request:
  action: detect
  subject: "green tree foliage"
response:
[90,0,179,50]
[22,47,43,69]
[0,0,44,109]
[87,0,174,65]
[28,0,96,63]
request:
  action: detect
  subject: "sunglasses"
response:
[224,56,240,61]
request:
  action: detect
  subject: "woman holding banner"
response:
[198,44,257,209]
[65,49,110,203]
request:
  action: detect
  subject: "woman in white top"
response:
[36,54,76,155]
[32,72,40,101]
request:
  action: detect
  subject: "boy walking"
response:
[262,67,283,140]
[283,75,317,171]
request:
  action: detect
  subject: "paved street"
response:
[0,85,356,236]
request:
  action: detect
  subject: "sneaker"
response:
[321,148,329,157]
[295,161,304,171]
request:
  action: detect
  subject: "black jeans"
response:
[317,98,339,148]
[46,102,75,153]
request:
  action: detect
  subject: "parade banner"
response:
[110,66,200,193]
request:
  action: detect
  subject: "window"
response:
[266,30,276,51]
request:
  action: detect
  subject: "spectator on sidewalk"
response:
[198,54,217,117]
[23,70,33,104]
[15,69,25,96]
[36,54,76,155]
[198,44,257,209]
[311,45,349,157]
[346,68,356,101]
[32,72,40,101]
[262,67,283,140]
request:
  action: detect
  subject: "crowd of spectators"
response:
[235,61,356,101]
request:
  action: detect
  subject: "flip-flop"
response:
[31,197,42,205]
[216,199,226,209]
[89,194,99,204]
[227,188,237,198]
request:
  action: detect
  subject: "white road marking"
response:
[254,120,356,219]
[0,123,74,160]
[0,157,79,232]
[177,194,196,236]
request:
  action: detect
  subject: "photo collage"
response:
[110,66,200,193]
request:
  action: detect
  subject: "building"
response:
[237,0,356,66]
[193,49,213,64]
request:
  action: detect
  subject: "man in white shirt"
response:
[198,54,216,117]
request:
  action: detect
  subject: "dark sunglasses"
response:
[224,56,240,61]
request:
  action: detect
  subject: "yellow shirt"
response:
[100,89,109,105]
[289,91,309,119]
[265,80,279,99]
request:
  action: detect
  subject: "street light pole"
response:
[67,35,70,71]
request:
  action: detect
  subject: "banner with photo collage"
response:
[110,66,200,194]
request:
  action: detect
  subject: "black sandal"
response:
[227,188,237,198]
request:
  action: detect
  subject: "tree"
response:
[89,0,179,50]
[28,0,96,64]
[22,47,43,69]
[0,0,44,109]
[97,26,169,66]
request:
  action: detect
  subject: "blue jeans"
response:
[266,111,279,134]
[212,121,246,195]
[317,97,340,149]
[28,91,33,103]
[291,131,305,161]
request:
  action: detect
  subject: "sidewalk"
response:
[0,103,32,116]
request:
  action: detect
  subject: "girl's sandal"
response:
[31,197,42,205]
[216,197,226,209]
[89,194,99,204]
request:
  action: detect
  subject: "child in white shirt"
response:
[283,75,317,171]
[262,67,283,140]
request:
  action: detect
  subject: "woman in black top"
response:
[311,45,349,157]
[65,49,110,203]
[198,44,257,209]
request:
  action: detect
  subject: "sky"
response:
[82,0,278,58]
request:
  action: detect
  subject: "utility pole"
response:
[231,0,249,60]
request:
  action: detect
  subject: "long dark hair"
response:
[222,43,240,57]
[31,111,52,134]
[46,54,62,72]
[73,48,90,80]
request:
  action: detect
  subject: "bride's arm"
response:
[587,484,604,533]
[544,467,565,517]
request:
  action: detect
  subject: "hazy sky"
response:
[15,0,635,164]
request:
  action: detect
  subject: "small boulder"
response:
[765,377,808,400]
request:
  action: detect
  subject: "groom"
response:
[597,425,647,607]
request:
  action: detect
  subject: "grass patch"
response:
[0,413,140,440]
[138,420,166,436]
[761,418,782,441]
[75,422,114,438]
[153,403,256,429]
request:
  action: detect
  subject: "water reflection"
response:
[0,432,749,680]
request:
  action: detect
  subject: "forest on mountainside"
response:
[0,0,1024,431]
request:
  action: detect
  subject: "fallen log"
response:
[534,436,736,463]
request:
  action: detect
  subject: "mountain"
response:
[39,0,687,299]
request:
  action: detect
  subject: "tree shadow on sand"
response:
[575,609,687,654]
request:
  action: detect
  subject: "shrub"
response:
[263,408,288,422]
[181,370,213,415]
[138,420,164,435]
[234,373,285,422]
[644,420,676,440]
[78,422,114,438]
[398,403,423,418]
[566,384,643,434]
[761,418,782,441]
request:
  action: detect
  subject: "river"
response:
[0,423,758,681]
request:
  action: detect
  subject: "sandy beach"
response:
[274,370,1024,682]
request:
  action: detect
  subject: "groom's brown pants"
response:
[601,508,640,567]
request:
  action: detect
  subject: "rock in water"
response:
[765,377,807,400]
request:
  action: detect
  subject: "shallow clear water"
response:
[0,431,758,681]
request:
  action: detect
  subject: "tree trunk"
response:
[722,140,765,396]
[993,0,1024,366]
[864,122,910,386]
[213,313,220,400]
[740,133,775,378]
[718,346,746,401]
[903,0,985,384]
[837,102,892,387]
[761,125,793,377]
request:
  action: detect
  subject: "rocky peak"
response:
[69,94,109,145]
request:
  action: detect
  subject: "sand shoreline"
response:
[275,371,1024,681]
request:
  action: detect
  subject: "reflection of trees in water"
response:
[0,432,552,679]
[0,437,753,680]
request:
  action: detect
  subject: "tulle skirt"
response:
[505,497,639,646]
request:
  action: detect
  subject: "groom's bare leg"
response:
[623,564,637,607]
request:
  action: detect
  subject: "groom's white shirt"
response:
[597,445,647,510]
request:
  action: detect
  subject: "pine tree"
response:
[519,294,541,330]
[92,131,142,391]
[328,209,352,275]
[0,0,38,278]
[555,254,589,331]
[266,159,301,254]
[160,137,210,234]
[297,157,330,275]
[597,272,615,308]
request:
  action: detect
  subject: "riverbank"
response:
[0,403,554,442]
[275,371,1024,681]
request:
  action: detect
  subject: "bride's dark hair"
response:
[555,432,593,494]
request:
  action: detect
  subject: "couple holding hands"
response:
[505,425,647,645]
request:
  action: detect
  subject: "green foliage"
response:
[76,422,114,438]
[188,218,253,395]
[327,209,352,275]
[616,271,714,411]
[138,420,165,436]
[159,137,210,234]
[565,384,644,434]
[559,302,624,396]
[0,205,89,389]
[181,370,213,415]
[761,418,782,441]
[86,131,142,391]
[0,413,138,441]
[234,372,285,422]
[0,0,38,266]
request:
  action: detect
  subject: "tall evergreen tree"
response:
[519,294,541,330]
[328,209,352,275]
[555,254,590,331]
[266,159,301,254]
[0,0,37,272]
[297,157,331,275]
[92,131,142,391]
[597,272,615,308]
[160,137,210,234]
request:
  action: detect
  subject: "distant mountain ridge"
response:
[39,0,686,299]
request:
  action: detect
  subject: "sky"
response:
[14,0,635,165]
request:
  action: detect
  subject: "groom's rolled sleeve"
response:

++++

__Direction__:
Copy out every item above again, changing "detect" to "locate" everywhere it appears and leaving everything else untouched.

__The result__:
request:
  action: locate
  subject: "green tree foliage"
response:
[90,0,179,50]
[22,47,43,69]
[0,0,44,109]
[87,0,174,65]
[28,0,96,63]
request:
  action: locate
  subject: "sunglasses"
response:
[224,56,240,61]
request:
  action: locate
  subject: "woman holding banner"
response:
[198,44,257,209]
[65,49,110,203]
request:
  action: locate
  subject: "woman in white top"
response:
[36,54,76,155]
[32,72,40,101]
request:
  action: locate
  subject: "boy walking"
response:
[262,67,283,140]
[283,75,317,171]
request:
  action: locate
  subject: "paved street"
response:
[0,85,356,236]
request:
  action: locate
  subject: "sneaker"
response:
[321,148,329,157]
[295,161,304,171]
request:
  action: locate
  subject: "black jeans"
response:
[317,98,339,148]
[46,102,75,153]
request:
  action: locate
  subject: "parade banner"
response:
[110,66,200,193]
request:
  action: locate
  subject: "window"
response:
[266,30,276,51]
request:
  action: locate
  subject: "spectator on sidewalk"
response:
[198,54,217,117]
[23,70,33,104]
[15,69,25,96]
[36,54,76,155]
[198,44,257,209]
[311,45,349,157]
[346,68,356,101]
[32,72,40,101]
[262,67,283,140]
request:
  action: locate
  subject: "crowd of spectators"
response:
[235,61,356,101]
request:
  action: locate
  subject: "flip-flop"
response:
[31,197,42,205]
[216,199,226,209]
[89,194,99,204]
[227,188,237,198]
request:
  action: locate
  subject: "white road marking"
response:
[254,120,356,219]
[0,123,74,160]
[0,157,79,232]
[177,194,196,236]
request:
  action: locate
  subject: "photo collage"
response:
[110,66,200,193]
request:
  action: locate
  subject: "building"
response:
[237,0,356,66]
[193,49,213,64]
request:
  action: locate
  subject: "man in white shirt"
response:
[198,54,216,117]
request:
  action: locate
  subject: "dark sunglasses"
response:
[224,56,240,61]
request:
  action: locate
  subject: "yellow shirt"
response:
[100,89,109,105]
[289,91,309,119]
[265,80,279,99]
request:
  action: locate
  subject: "street light pole"
response:
[67,35,70,71]
request:
  action: locate
  subject: "banner with photo collage"
response:
[110,66,200,194]
request:
  action: locate
  subject: "black sandal"
response:
[227,188,237,198]
request:
  action: locate
  subject: "tree"
response:
[89,0,179,50]
[28,0,96,64]
[22,47,43,69]
[0,0,44,109]
[97,26,169,66]
request:
  action: locate
  subject: "blue jeans"
response:
[266,111,279,134]
[212,121,246,195]
[317,97,340,149]
[28,91,33,103]
[291,131,305,161]
request:
  action: locate
  subject: "sidewalk"
response:
[0,103,32,116]
request:
  action: locate
  subject: "girl's sandal"
response:
[31,197,42,205]
[216,197,226,209]
[89,194,99,204]
request:
  action: locate
  subject: "child in white shirt"
response:
[283,75,317,171]
[262,67,283,140]
request:
  action: locate
  subject: "woman in black top"
response:
[311,45,349,157]
[65,49,110,203]
[198,44,257,209]
request:
  action: locate
  subject: "sky"
response:
[82,0,278,58]
request:
  action: locate
  subject: "utility pole"
response:
[231,0,249,60]
request:
  action: locate
  subject: "long dark hair"
response:
[222,43,240,57]
[31,111,52,134]
[46,54,62,72]
[73,48,90,80]
request:
  action: locate
  subject: "bride's arm"
response:
[587,484,604,533]
[544,467,565,517]
request:
  action: locate
  subject: "hazy sky"
response:
[15,0,635,164]
request:
  action: locate
  subject: "small boulder"
response:
[765,377,808,400]
request:
  action: locate
  subject: "groom"
response:
[597,425,647,607]
request:
  action: locate
  subject: "grass patch"
response:
[0,413,140,440]
[138,420,166,436]
[761,418,782,441]
[75,422,114,438]
[153,403,256,429]
request:
  action: locate
  subject: "water reflection"
response:
[0,432,749,680]
request:
  action: locate
  subject: "forest on mountainside"
response:
[0,0,1024,431]
request:
  action: locate
  subject: "fallen log"
response:
[534,436,736,463]
request:
  action: locate
  subject: "mountain"
response:
[39,0,687,299]
request:
  action: locate
  subject: "tree shadow on sand"
response:
[575,609,687,654]
request:
  action: locate
  subject: "shrub"
response:
[263,408,288,422]
[181,370,213,415]
[138,420,164,435]
[234,373,285,422]
[644,420,676,440]
[78,422,114,438]
[398,403,423,418]
[566,384,643,434]
[761,418,782,441]
request:
  action: locate
  subject: "river"
response:
[0,423,758,681]
request:
  action: locate
  subject: "sandy beach"
response:
[274,370,1024,682]
request:
  action: locate
  subject: "groom's brown pants"
response:
[601,508,640,567]
request:
  action: locate
  subject: "rock in water"
response:
[765,377,807,400]
request:
  action: locate
  subject: "shallow clear water"
response:
[0,431,758,681]
request:
  action: locate
  subject: "tree trunk"
response:
[722,140,765,396]
[993,0,1024,366]
[864,122,910,386]
[213,313,220,400]
[740,133,775,378]
[718,346,746,401]
[903,0,985,384]
[837,102,892,387]
[761,125,793,377]
request:
  action: locate
  subject: "rocky peak"
response:
[69,94,109,145]
request:
  action: locate
  subject: "sand shoreline"
response:
[275,371,1024,681]
request:
  action: locate
  subject: "reflection of trees in water"
response:
[0,432,552,679]
[0,437,753,680]
request:
  action: locate
  subject: "tulle skirt"
response:
[505,497,639,646]
request:
  action: locate
  subject: "groom's bare leg"
response:
[623,564,637,607]
request:
  action: locate
  subject: "groom's white shirt"
response:
[597,445,647,510]
request:
  action: locate
  subject: "pine tree"
response:
[519,294,541,330]
[92,131,142,391]
[328,209,352,275]
[0,0,38,278]
[555,254,589,331]
[266,159,301,254]
[160,137,210,234]
[297,157,330,275]
[597,272,615,308]
request:
  action: locate
  subject: "riverbank"
response:
[0,403,554,442]
[275,371,1024,681]
request:
  action: locate
  subject: "bride's dark hair"
response:
[555,432,593,494]
request:
  action: locate
  subject: "couple holding hands"
response:
[505,425,647,645]
request:
  action: locate
  subject: "green foliage"
response:
[76,422,114,438]
[188,218,253,395]
[327,209,352,275]
[616,271,714,411]
[138,420,165,436]
[159,137,210,234]
[565,384,644,434]
[559,302,624,396]
[0,205,89,389]
[181,370,213,415]
[761,418,782,441]
[86,131,142,391]
[0,413,138,441]
[234,372,285,422]
[0,0,38,266]
request:
  action: locate
  subject: "tall evergreen tree"
response:
[519,294,541,330]
[328,209,352,275]
[555,254,590,331]
[266,159,301,254]
[0,0,37,272]
[297,157,331,275]
[92,131,142,391]
[597,272,615,308]
[160,137,210,234]
request:
  action: locate
  subject: "distant mountain ridge"
response:
[39,0,686,299]
request:
  action: locate
  subject: "sky"
response:
[14,0,635,165]
request:
  action: locate
  subject: "groom's rolled sleeve"
response:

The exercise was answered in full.